(WHAT NEEDS TO BE DONE): Your reply should restate the lines from the top of the entries through the line containing "of clouds, pixel" word for word, with no pictures.

(GIVEN INFORMATION):
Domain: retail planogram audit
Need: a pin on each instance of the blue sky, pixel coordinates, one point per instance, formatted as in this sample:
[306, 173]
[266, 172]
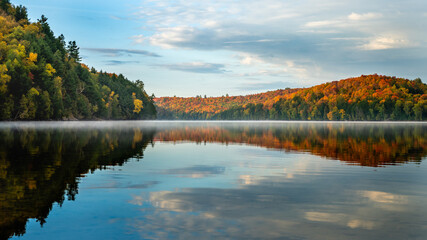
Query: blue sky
[189, 48]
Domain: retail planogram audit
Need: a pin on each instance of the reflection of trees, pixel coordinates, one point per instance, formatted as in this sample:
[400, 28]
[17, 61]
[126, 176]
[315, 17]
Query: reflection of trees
[366, 145]
[39, 167]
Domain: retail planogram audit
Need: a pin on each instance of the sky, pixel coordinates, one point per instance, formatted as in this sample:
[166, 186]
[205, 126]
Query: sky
[188, 48]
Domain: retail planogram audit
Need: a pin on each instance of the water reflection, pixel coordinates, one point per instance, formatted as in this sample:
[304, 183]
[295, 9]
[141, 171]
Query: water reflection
[43, 163]
[40, 167]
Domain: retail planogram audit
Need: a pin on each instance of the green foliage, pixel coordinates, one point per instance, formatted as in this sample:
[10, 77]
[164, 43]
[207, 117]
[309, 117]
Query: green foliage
[41, 77]
[371, 97]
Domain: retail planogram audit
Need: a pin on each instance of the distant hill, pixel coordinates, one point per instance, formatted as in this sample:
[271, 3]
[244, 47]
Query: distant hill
[368, 97]
[42, 78]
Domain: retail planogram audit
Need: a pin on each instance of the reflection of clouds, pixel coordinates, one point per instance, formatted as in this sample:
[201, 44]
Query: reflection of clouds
[197, 171]
[383, 197]
[361, 224]
[161, 200]
[247, 179]
[325, 217]
[340, 219]
[271, 208]
[137, 200]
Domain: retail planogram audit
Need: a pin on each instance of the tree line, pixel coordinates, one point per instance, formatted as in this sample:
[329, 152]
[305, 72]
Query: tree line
[42, 78]
[368, 97]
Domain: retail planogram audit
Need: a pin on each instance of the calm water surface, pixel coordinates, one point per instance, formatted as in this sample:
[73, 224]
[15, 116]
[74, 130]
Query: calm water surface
[210, 180]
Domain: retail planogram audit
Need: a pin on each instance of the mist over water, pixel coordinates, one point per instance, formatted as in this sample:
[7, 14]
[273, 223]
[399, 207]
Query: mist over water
[202, 180]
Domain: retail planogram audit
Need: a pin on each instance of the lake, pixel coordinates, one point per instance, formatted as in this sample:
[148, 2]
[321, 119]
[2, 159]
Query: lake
[213, 180]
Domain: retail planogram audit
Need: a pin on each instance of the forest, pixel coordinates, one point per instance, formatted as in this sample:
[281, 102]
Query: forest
[42, 77]
[368, 97]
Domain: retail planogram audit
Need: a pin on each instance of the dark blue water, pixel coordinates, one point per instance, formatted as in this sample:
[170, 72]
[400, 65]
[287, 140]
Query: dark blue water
[210, 180]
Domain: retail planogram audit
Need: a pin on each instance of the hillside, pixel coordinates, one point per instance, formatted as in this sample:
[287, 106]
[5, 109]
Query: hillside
[42, 78]
[368, 97]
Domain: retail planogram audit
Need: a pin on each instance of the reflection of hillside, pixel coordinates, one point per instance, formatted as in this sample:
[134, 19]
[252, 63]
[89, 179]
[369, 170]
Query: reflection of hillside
[370, 145]
[37, 168]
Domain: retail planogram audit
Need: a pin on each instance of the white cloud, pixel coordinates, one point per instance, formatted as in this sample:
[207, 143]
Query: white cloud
[386, 42]
[364, 16]
[325, 23]
[323, 39]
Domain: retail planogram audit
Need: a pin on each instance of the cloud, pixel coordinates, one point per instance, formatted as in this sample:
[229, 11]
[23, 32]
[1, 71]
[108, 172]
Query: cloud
[196, 67]
[114, 52]
[328, 39]
[382, 43]
[118, 62]
[364, 16]
[263, 86]
[325, 23]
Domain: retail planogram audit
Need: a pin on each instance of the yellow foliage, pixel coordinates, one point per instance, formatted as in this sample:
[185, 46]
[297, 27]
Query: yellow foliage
[32, 57]
[49, 69]
[4, 78]
[138, 105]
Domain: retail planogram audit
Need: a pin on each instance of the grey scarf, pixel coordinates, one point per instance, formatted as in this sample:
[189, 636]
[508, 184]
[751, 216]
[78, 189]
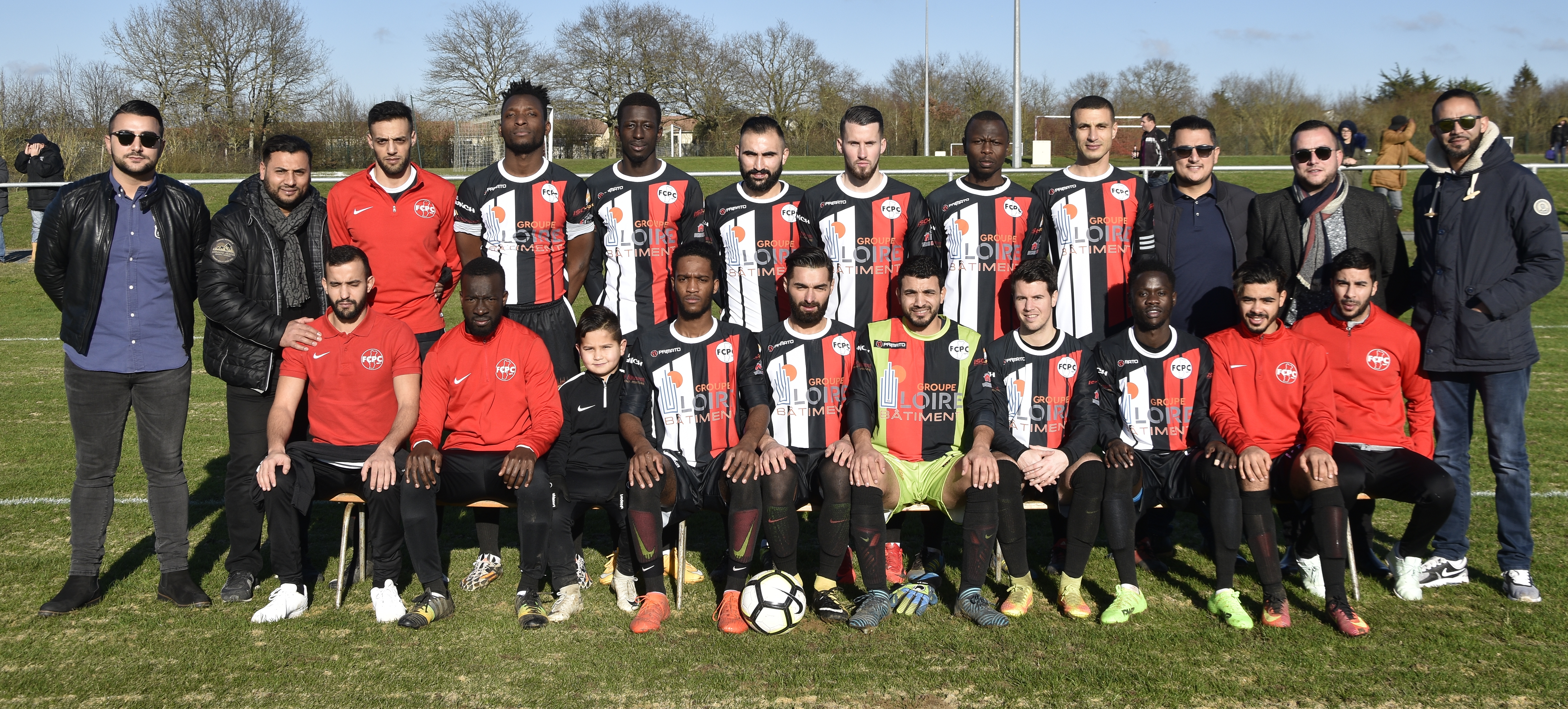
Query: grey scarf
[286, 226]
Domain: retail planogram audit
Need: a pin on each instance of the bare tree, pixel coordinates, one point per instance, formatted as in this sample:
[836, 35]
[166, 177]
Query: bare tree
[479, 51]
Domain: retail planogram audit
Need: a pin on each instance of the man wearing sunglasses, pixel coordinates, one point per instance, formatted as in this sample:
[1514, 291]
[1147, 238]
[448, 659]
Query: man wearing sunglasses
[1304, 226]
[118, 256]
[1489, 247]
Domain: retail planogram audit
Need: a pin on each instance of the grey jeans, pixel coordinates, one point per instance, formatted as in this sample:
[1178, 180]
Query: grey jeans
[99, 404]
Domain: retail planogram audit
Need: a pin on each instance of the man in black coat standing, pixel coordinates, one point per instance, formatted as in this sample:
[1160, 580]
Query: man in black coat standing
[261, 288]
[1304, 226]
[1489, 245]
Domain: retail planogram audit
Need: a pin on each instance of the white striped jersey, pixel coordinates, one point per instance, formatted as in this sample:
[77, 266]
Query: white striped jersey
[756, 236]
[987, 233]
[811, 380]
[640, 222]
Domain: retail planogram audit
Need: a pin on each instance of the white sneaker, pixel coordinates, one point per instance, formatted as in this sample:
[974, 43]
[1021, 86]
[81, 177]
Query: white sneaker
[1311, 575]
[388, 603]
[625, 592]
[1407, 575]
[286, 601]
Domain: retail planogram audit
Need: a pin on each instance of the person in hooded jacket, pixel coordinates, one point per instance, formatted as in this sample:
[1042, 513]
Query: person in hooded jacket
[1489, 245]
[261, 288]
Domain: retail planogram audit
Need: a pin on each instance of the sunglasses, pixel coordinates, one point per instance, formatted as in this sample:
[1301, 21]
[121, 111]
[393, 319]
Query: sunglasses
[1184, 151]
[148, 140]
[1446, 126]
[1307, 154]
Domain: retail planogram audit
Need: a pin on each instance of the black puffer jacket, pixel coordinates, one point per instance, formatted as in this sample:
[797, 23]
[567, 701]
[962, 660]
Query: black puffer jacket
[74, 242]
[239, 288]
[1501, 247]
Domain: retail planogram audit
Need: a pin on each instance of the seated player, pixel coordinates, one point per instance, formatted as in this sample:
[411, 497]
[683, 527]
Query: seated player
[1379, 388]
[694, 408]
[918, 396]
[808, 358]
[363, 385]
[1161, 449]
[589, 468]
[1274, 402]
[490, 383]
[1042, 426]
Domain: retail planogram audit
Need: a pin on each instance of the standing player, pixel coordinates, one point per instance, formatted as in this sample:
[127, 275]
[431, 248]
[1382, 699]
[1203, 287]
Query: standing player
[755, 225]
[694, 408]
[1097, 219]
[1274, 404]
[988, 225]
[488, 383]
[808, 358]
[1379, 388]
[644, 208]
[402, 219]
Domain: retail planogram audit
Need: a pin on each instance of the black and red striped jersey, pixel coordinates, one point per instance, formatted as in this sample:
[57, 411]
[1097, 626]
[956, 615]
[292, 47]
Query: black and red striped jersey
[1043, 396]
[640, 222]
[811, 380]
[987, 234]
[1158, 401]
[921, 398]
[756, 238]
[526, 223]
[868, 236]
[1094, 226]
[694, 393]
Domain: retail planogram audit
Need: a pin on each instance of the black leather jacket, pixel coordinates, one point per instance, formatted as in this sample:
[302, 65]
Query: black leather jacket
[74, 242]
[239, 288]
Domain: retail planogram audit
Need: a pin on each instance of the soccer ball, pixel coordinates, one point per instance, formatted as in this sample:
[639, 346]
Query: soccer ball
[774, 603]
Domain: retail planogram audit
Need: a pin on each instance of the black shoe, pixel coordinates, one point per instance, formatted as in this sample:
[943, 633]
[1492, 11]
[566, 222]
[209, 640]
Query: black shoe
[239, 589]
[78, 594]
[178, 589]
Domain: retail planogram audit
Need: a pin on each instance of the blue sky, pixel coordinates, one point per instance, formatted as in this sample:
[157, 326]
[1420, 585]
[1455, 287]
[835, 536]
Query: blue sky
[379, 48]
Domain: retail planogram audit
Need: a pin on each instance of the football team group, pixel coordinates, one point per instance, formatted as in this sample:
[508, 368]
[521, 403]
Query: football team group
[1115, 350]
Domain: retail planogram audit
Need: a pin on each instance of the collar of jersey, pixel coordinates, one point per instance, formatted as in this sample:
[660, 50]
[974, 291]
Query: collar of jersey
[827, 325]
[1170, 346]
[692, 341]
[988, 192]
[501, 167]
[1050, 349]
[851, 192]
[615, 169]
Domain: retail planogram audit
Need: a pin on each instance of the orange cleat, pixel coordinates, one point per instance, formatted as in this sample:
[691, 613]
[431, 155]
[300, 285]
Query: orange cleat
[653, 609]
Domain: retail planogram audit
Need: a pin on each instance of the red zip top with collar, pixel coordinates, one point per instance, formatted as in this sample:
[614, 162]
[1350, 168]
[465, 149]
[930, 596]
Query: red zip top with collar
[410, 242]
[493, 396]
[1272, 391]
[1377, 375]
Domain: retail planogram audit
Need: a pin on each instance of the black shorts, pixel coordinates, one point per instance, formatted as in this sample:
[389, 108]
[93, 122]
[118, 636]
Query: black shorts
[556, 325]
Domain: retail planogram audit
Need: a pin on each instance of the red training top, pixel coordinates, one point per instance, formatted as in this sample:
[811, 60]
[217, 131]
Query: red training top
[1272, 391]
[491, 396]
[408, 242]
[349, 379]
[1377, 379]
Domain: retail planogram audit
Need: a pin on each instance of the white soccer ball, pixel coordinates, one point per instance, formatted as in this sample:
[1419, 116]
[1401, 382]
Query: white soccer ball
[774, 603]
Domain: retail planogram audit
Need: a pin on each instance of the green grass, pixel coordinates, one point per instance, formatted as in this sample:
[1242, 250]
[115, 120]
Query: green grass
[1462, 645]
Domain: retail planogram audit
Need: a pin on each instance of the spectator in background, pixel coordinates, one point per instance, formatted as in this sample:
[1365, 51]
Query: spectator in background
[40, 161]
[1355, 148]
[1151, 150]
[1487, 247]
[1396, 150]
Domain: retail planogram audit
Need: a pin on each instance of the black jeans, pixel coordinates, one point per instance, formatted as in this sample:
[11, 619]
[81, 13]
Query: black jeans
[99, 404]
[314, 479]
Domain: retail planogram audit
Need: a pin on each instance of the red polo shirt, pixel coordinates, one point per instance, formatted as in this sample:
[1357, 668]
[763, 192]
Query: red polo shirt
[408, 242]
[491, 394]
[349, 379]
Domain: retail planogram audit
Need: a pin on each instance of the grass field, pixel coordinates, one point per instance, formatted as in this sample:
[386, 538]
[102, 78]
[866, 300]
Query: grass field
[1462, 645]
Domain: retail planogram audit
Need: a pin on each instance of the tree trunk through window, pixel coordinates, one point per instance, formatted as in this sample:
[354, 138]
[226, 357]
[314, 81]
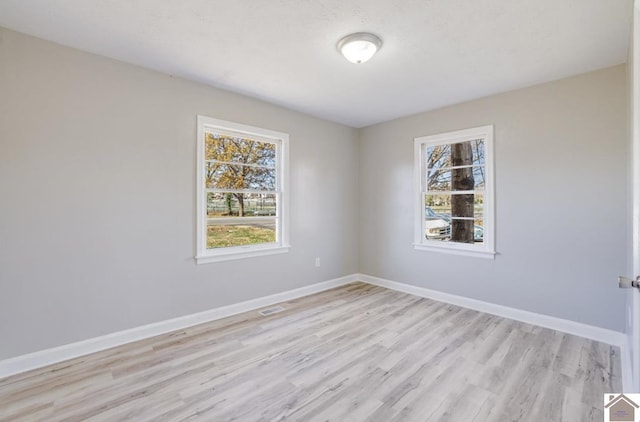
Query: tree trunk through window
[462, 205]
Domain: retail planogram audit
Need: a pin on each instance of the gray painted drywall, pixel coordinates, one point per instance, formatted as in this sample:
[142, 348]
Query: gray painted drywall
[97, 183]
[561, 200]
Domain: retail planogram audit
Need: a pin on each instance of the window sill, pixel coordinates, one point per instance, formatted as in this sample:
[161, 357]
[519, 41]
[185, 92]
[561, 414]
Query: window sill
[241, 252]
[456, 250]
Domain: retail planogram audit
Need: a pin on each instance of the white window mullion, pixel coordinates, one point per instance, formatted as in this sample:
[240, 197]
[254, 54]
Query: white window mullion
[265, 230]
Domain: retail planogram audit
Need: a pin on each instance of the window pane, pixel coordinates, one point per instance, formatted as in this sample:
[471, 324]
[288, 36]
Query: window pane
[457, 218]
[239, 150]
[236, 176]
[465, 153]
[227, 204]
[438, 156]
[241, 233]
[438, 180]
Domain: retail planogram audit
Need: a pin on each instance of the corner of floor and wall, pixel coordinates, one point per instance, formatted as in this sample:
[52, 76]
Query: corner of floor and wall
[97, 180]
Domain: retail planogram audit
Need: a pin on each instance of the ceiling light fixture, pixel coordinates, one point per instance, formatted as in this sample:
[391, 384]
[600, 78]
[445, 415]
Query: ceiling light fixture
[359, 47]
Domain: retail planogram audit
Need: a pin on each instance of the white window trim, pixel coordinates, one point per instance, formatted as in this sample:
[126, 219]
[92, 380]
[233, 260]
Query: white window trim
[204, 255]
[487, 248]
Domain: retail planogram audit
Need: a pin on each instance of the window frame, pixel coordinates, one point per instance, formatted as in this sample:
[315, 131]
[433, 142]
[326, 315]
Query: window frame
[487, 248]
[281, 140]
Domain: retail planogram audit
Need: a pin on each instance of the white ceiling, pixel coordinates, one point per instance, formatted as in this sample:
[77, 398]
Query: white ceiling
[435, 52]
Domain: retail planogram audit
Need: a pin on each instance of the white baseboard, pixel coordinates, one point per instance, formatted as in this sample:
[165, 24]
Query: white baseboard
[603, 335]
[69, 351]
[46, 357]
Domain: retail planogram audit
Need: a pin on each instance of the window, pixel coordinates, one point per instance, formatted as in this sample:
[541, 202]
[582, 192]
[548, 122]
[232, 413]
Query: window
[242, 191]
[454, 192]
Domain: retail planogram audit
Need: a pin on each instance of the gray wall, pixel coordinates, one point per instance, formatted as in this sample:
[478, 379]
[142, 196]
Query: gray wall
[561, 200]
[97, 183]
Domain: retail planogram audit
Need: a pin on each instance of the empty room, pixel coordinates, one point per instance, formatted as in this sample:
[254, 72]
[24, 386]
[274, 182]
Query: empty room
[320, 210]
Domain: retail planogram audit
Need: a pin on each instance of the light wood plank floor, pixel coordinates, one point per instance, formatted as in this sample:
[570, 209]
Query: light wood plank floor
[356, 353]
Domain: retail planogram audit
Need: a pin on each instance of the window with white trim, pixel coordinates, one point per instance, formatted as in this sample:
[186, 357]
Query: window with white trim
[454, 193]
[242, 191]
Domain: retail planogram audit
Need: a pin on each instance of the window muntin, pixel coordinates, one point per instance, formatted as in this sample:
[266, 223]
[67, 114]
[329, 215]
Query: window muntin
[454, 191]
[242, 191]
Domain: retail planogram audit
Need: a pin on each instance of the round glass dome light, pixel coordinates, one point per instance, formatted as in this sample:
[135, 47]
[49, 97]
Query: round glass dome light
[359, 47]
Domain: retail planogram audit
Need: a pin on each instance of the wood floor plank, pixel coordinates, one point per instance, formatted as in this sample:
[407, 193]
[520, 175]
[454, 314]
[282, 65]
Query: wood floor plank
[355, 353]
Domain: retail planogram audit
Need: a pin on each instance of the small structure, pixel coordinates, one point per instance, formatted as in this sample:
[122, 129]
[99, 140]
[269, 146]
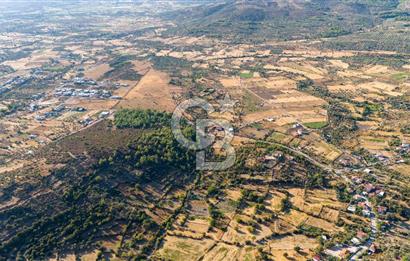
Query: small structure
[355, 241]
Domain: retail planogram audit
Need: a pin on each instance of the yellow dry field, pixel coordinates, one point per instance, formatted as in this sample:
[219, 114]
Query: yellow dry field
[278, 247]
[322, 224]
[379, 87]
[152, 92]
[141, 67]
[378, 70]
[329, 214]
[288, 114]
[182, 249]
[96, 72]
[231, 82]
[238, 233]
[90, 256]
[310, 70]
[273, 201]
[91, 104]
[198, 225]
[373, 143]
[233, 194]
[339, 64]
[325, 197]
[295, 217]
[325, 150]
[223, 252]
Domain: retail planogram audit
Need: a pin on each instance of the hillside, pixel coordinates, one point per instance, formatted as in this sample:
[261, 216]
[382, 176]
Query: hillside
[282, 19]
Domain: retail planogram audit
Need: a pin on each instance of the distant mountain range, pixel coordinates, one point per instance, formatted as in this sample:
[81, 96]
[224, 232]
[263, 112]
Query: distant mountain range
[285, 19]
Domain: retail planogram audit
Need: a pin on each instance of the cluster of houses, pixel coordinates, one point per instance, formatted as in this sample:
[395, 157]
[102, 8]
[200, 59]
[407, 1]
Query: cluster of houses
[360, 202]
[84, 93]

(EXPECTED ANSWER):
Domain: retail planogram audit
Need: a pin on each instance of the blue sky, pixel coordinates, one point per instance, formatted as in this sample:
[306, 173]
[266, 172]
Query: blue sky
[189, 48]
Domain: retail planogram audit
Need: a pin on each instance of the reflection of trees, pixel coordinates, one point per instance, formatted as in this sample:
[400, 28]
[17, 61]
[126, 176]
[315, 17]
Query: reflection of trees
[366, 145]
[39, 167]
Domain: retail planogram audit
Need: a pin on each instance of the sky, pixel coordinates, one point per instance, formatted as in this sample:
[166, 186]
[205, 126]
Query: sky
[188, 48]
Domain: retail planogram audit
Need: a pin on each instance of the water reflection, pixel coordinates, one point per instance, formatted as in this sample:
[304, 183]
[295, 9]
[141, 171]
Query: water reflection
[43, 163]
[40, 167]
Domain: retail planogram audit
Need: a pin on each instance of the green foliage, pixel coordinates, one point per instance, formatted as in this sample:
[10, 77]
[164, 43]
[207, 117]
[309, 117]
Query: green foliage
[41, 77]
[371, 97]
Domain: retail planogram audit
Need: a pin on each instance of the distant hill, pixel coordinates, one point per instance, formatted as in this sample:
[271, 3]
[244, 47]
Query: distant hill
[368, 97]
[42, 78]
Domain: retail planogram audit
Need: a pin on each instance of the reflection of clouds, pixel coordinates, one point per instance, formatted as in this sample:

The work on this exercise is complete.